Of all the lines in these entries, count those that contain "woman" and give only the total.

| Items from a data source |

----------------------------------------

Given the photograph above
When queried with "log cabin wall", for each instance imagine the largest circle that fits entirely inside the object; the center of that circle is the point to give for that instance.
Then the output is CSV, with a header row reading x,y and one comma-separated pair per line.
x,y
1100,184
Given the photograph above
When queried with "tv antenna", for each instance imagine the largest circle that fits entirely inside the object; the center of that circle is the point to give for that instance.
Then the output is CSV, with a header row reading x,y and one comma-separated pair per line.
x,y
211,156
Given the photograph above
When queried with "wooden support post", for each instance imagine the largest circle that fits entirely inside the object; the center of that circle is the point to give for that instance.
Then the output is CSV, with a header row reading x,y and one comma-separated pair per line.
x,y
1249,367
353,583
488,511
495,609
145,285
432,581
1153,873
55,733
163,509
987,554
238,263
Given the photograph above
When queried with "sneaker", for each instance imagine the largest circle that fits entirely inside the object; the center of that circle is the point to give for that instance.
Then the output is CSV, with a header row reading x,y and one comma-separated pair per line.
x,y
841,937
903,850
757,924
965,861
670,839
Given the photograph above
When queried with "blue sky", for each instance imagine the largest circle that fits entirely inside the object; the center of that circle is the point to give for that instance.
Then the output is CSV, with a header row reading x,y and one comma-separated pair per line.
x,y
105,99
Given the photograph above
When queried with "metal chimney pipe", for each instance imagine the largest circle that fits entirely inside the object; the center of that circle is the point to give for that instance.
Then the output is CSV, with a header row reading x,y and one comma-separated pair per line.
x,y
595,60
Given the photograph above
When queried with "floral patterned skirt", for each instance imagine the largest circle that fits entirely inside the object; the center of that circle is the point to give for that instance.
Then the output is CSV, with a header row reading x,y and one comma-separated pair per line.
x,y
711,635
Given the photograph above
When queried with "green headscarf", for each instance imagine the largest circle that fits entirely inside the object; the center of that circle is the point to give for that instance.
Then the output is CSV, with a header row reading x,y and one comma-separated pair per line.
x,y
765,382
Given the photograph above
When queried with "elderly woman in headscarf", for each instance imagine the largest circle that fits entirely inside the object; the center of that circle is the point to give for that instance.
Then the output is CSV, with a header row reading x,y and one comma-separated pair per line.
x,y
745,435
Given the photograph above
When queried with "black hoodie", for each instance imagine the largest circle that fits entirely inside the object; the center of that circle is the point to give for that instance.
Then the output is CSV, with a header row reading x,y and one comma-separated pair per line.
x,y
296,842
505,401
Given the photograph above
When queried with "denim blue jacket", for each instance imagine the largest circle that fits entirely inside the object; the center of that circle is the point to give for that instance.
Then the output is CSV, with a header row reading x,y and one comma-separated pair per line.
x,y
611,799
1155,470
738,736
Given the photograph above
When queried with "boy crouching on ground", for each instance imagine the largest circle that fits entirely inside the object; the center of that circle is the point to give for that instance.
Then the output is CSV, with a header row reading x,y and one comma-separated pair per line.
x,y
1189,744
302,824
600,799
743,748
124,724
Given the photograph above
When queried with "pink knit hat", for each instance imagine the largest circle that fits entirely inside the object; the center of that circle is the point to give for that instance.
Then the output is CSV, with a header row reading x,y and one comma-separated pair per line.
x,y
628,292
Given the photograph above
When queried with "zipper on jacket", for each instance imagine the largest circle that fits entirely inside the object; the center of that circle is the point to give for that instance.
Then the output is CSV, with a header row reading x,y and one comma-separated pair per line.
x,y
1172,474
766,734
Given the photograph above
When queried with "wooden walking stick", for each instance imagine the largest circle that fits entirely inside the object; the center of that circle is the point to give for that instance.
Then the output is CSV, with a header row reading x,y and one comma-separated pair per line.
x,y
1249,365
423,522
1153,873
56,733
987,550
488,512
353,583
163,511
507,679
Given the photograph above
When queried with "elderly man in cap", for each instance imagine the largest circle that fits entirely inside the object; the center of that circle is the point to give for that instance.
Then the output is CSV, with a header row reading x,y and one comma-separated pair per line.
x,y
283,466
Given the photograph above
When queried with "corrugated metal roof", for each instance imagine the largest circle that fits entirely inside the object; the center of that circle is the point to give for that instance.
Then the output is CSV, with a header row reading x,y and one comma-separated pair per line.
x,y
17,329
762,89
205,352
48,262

----------------------------------------

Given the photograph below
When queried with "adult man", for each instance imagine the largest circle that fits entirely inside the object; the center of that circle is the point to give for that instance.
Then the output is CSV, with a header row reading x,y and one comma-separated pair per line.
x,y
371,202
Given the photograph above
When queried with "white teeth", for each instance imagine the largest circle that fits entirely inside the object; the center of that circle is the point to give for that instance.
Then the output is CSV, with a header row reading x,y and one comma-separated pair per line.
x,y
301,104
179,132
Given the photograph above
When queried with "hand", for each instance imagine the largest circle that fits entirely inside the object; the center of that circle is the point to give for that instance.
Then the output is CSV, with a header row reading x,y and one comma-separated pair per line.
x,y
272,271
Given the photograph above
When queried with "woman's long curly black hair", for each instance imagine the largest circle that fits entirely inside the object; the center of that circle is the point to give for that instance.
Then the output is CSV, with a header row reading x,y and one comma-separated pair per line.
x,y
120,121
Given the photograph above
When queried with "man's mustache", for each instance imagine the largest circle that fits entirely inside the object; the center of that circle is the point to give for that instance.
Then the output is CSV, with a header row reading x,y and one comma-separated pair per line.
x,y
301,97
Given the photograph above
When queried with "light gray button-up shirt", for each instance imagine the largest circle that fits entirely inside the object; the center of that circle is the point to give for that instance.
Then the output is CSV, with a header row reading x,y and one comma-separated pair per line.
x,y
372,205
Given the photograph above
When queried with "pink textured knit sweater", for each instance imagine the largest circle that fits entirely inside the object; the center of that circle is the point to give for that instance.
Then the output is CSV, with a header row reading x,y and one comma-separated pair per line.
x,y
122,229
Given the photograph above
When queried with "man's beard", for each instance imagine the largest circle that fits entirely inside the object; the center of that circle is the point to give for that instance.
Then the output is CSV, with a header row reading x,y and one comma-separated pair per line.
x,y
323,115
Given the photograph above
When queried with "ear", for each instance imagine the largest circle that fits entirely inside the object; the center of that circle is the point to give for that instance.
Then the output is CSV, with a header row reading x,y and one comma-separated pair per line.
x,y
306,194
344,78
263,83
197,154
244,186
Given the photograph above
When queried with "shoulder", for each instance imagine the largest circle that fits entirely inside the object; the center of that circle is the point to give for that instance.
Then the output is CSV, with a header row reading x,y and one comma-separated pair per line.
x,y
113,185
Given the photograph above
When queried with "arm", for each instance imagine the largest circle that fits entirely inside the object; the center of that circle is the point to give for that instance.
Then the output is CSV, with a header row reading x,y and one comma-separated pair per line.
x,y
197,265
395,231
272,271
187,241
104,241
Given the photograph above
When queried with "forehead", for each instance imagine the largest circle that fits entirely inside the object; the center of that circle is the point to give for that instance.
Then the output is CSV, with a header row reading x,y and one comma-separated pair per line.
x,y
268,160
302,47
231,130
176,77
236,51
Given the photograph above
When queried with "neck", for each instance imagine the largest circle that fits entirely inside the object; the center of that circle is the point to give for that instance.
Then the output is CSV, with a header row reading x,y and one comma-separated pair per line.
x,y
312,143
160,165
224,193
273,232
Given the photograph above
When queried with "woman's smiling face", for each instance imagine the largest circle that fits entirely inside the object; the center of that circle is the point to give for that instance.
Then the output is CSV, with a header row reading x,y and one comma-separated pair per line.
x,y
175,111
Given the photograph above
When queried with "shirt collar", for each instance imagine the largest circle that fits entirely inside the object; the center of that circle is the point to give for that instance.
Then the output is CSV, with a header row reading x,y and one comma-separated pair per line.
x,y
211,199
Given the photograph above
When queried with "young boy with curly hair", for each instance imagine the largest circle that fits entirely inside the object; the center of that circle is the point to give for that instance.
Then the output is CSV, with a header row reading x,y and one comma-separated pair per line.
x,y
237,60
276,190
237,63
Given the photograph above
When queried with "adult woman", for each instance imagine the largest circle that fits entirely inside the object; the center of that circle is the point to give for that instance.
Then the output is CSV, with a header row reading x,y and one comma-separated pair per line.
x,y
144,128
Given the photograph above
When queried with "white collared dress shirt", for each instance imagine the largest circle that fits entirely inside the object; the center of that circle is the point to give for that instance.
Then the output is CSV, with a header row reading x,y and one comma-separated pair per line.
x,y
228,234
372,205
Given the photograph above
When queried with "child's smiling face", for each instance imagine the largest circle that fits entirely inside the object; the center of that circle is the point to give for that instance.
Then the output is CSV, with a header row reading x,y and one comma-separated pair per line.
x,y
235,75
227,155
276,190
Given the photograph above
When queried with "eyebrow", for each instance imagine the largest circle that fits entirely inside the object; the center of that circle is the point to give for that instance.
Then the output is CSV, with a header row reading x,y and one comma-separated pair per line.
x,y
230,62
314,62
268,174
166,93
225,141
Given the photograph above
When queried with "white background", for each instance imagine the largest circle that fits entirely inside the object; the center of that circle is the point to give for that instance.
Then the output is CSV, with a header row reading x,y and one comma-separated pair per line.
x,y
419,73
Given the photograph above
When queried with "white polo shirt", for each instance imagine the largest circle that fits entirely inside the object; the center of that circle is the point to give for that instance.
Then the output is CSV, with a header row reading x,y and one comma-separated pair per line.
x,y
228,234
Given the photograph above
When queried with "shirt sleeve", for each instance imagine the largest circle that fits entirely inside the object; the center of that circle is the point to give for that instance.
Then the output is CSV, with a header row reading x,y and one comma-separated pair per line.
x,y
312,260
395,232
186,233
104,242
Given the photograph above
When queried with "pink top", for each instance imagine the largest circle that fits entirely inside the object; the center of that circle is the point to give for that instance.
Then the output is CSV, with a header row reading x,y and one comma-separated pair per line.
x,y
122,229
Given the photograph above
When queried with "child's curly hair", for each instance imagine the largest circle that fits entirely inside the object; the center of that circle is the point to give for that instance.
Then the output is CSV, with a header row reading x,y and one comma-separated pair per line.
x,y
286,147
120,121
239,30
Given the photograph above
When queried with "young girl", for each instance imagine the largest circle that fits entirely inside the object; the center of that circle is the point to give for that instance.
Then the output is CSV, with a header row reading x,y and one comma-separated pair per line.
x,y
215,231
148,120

----------------------------------------

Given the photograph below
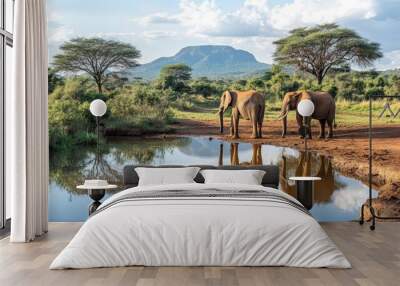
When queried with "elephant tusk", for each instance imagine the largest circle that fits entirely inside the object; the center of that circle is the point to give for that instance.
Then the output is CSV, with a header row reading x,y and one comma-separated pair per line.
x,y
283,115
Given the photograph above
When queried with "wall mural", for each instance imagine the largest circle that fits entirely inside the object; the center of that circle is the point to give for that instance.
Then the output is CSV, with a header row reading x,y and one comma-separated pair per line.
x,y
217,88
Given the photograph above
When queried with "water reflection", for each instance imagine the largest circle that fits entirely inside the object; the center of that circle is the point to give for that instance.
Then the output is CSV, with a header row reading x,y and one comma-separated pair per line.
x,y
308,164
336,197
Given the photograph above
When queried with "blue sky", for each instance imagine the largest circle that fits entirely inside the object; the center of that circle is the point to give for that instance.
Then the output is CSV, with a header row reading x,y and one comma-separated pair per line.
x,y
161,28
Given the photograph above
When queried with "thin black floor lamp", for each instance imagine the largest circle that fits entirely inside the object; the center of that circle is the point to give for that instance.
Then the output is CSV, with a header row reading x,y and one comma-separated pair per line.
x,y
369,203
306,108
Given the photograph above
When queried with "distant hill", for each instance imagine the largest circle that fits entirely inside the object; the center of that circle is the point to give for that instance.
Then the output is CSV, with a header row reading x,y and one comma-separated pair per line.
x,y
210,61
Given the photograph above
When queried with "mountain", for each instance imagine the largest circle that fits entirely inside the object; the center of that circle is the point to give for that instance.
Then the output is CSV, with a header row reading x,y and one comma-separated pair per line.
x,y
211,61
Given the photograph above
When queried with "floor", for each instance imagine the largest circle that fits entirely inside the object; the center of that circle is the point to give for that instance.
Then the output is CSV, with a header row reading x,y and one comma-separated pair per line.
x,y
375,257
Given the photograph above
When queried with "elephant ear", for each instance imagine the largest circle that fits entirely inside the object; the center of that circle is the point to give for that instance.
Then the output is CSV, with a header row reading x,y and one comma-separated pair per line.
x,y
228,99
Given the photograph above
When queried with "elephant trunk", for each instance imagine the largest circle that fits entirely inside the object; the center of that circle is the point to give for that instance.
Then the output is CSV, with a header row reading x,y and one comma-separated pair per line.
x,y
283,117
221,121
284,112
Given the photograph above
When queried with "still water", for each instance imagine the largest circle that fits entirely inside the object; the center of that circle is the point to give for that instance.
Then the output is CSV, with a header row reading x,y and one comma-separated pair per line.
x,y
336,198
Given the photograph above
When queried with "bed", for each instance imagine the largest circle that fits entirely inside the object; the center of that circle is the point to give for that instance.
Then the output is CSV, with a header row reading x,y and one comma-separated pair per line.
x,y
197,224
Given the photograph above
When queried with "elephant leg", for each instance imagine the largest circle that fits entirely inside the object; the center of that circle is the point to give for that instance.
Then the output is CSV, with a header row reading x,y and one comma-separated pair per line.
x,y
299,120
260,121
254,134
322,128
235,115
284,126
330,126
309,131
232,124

----------------------------------------

| Solution for this problem |
4